━━━━━ Texte présenté ━━━━━

En tout cas, l’idée de démocratie représentative n’a pu s’imposer qu’à la faveur d’une requalification de l’idée de démocratie. Chez les anciens, celle-ci désignait une forme de gouvernement : est démocratique le gouvernement auquel tous participent. C’est encore ainsi que Rousseau la définit, dans la troisième partie du Contrat social du moins. Mais pour ceux qui se sont eux-mêmes proclamés « les modernes » (c’est-à-dire le courant central des trois grandes révolutions), la démocratie désigne le principe de la société politique, un principe corollaire de celui de l’autonomie morale : nul ne peut être obligé d’obéir qu’aux lois dont il peut être tenu pour un des auteurs. Dans cette nouvelle définition, l’égale liberté de vouloir se substitue à l’égale capacité de faire. La représentation se présente alors comme la forme sous laquelle l’autonomie politique s’exerce, tous participant également au choix de ceux qui seront amenés, comme leurs représentants, à prendre les décisions et à les mettre en oeuvre. Le gouvernement représentatif est donc une sorte de constitution mixte, observe Manin, entre démocratie et aristocratie ou, si l’on veut, entre égalitarisme et élitisme. On pourrait encore préciser que, dans l’idée de démocratie représentative, démocratie désigne le principe, et représentation la forme du gouvernement politique.

━━━━━ Entrées affichées ━━━━━

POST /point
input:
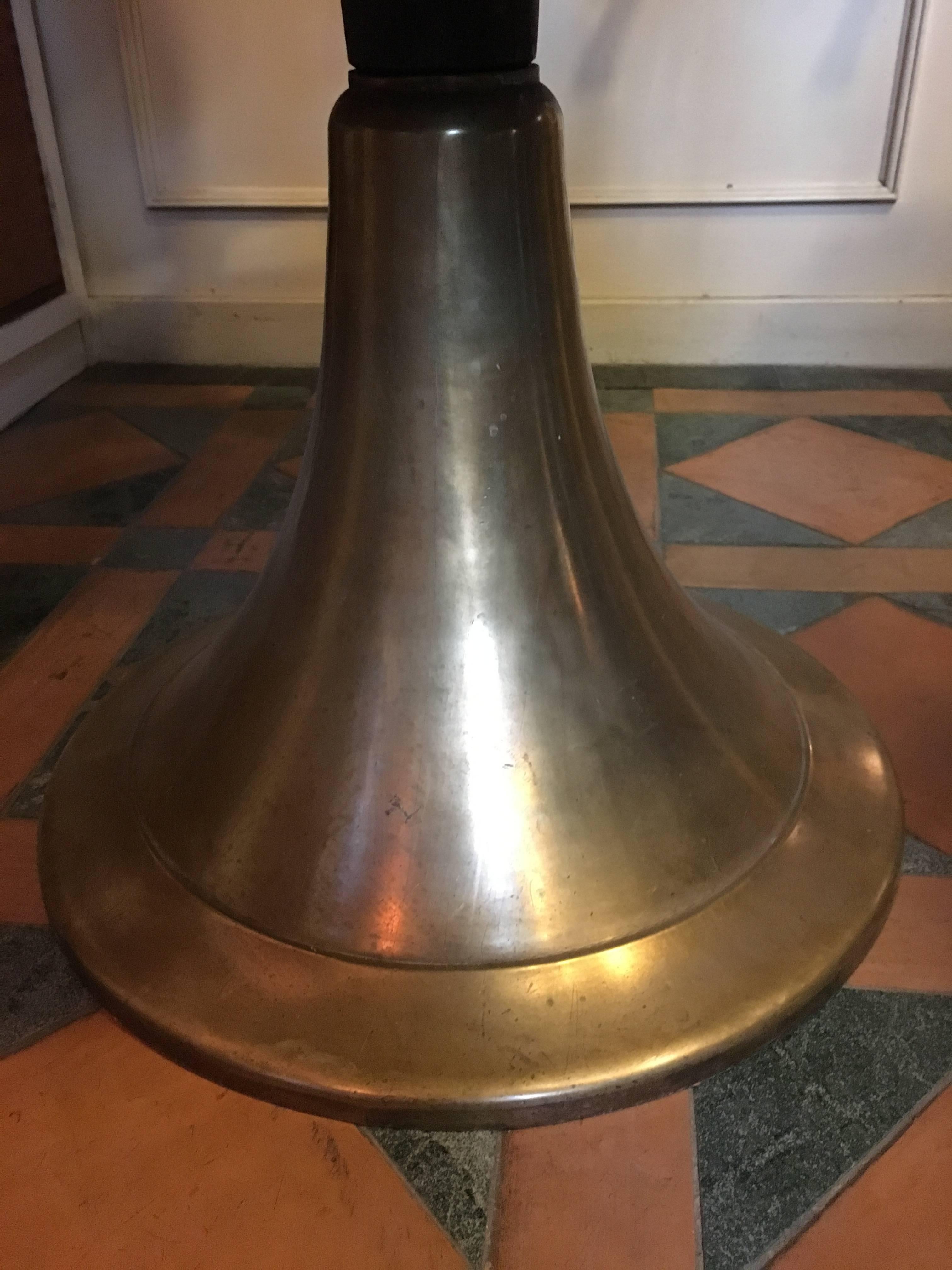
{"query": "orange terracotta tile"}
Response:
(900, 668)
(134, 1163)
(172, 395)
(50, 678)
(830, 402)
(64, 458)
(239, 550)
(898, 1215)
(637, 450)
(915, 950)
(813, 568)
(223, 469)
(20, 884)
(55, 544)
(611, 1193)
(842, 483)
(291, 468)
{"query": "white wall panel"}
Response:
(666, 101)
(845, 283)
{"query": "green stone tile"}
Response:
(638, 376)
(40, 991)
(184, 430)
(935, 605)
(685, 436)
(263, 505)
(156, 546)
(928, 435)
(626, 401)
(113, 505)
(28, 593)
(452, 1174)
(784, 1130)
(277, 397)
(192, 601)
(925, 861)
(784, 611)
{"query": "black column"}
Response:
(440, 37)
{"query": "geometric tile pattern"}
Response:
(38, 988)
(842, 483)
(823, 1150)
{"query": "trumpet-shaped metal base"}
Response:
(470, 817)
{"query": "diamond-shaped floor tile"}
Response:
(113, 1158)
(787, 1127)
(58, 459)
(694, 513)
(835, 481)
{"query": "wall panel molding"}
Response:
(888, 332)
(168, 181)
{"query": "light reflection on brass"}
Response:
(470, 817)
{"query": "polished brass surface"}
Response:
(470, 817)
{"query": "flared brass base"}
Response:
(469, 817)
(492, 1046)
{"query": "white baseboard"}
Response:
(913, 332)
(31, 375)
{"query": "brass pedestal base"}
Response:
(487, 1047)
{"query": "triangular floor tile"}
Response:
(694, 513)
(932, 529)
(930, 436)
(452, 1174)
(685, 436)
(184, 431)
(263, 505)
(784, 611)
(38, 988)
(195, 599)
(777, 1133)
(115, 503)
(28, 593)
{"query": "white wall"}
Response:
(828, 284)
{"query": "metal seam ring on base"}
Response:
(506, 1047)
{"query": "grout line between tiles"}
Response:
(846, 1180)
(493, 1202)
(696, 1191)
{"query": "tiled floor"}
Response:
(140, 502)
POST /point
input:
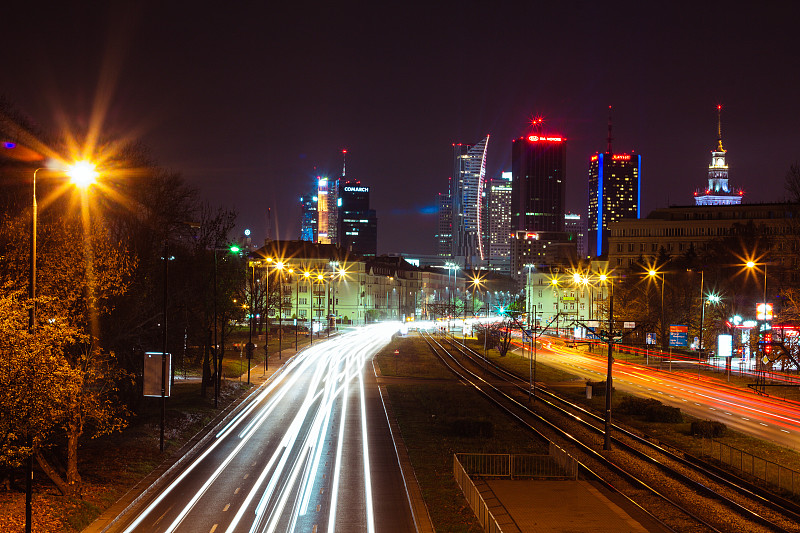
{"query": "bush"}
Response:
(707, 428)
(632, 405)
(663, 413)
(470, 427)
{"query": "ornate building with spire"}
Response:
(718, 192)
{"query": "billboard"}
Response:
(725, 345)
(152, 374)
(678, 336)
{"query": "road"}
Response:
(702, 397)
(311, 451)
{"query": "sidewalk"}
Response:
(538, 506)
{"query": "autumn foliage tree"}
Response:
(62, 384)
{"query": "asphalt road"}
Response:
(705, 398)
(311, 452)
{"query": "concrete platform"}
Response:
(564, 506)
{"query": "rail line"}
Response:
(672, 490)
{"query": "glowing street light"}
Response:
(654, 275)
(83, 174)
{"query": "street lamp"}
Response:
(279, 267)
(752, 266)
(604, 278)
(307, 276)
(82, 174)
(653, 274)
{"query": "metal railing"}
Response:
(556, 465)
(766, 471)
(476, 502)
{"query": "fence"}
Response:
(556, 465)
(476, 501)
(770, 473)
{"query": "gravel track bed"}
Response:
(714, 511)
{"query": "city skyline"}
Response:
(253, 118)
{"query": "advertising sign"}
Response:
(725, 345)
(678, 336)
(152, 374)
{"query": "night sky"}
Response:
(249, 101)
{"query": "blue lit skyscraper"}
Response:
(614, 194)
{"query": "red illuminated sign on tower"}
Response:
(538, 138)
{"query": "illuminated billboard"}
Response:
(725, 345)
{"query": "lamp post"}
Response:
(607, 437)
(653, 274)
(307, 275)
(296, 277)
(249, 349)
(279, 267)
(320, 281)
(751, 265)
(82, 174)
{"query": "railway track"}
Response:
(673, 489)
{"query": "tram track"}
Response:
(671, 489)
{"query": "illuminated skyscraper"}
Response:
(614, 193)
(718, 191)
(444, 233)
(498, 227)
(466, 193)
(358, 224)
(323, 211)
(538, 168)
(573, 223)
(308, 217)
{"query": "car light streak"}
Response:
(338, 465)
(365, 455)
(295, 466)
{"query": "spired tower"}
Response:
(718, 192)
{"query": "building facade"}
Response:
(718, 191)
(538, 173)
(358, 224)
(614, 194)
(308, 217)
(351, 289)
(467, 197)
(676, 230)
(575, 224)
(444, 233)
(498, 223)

━━━━━

_Consigne 1:_ Relevez les auteurs et les groupes auxquels le texte sur la démocratie représentative attribue une définition ou une observation.
_Consigne 2:_ Prolongez, s'il vous plaît, le texte sur la démocratie représentative à partir de sa dernière phrase.

_Réponse attendue 1:_
- les anciens
- Rousseau
- « les modernes »
- Manin

_Réponse attendue 2:_
 

De quand date exactement cette confusion du gouvernement représentatif et de la démocratie, deux régimes clairement opposés dans les esprits de tous pendant la Révolution française ? Comme Pierre Rosanvallon l’explique très bien dans son article "L’histoire du mot démocratie à l’époque moderne" dans l’ouvrage collectif La Pensée Politique. Situations de la démocratie (Seuil-Gallimard, mai 1993), ce sont les libéraux du mouvement doctrinaire qui se sont, pendant la Restauration, subtilement réapproprié le mot démocratie. En effet, c’est à cette époque que le mot "démocratie" va commencer à entrer dans la langue politique ordinaire, mais :

... c’est pour y désigner la "société" égalitaire moderne et non plus le régime politique associé aux républiques grecque et romaine, ou l’idée d’intervention directe du peuple dans les affaires publiques. Le mouvement sémantique est accompli en 1835 quand Tocqueville publie la première partie de sa Démocratie en Amérique.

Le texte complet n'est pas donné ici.